Activity:
The reply should contain the full listing exactly as written and no pictures at all.
>>>>
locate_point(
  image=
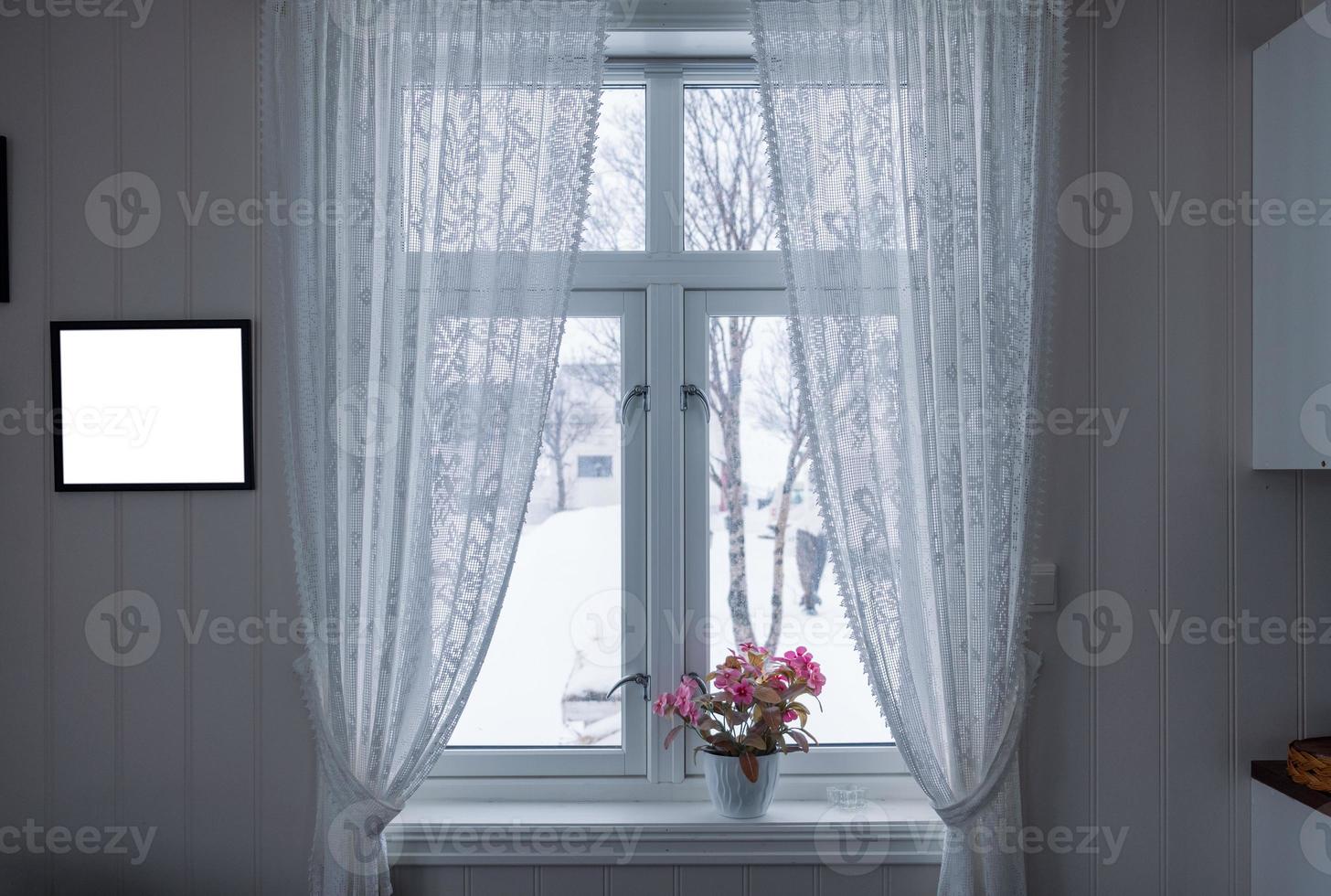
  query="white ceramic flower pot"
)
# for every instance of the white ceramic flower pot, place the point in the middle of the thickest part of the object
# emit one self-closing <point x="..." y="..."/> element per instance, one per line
<point x="733" y="795"/>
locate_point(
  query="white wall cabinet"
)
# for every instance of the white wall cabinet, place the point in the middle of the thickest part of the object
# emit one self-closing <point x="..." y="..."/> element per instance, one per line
<point x="1292" y="247"/>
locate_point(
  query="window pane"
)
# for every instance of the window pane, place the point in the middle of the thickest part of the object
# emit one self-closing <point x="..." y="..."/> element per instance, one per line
<point x="616" y="205"/>
<point x="726" y="181"/>
<point x="546" y="674"/>
<point x="764" y="528"/>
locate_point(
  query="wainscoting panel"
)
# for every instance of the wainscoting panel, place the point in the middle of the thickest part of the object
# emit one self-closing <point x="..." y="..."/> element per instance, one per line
<point x="662" y="880"/>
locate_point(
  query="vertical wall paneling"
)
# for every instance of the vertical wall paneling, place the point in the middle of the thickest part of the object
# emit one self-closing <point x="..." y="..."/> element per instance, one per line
<<<<
Answer area:
locate_point(
  image=
  query="white ceramic flower pot"
)
# for every instance of the white ceramic flower pot, place the point in the middle of the thickest part of the object
# emit one self-closing <point x="..." y="..."/> element per instance, one per line
<point x="733" y="795"/>
locate_point(
  query="white wall cabinet"
)
# for every instance of the white wall cabinet, place the point in the middle of the thickest part of the object
# emit one self-closing <point x="..." y="..."/> element per instance, one per line
<point x="1292" y="247"/>
locate_point(
  query="window pane"
)
# for every instance of the window pane, place the point in the middle of the thickest part of the object
# emit one self-closing <point x="..." y="..."/> element per instance, one per line
<point x="616" y="205"/>
<point x="726" y="181"/>
<point x="546" y="674"/>
<point x="764" y="528"/>
locate_point(
  query="wainscoting panel"
)
# for every instance of the wainscoting panel, place the point in the middle of the thickest part of the object
# emit one self-closing <point x="..." y="..."/> element per instance, one per line
<point x="662" y="880"/>
locate_point(
  query="vertical wall paneling"
)
# for every instance of the vertical wall paneling, place the point in the middle of the thickest part of the object
# emit one self-closing <point x="..." y="..."/> element per instance, one per line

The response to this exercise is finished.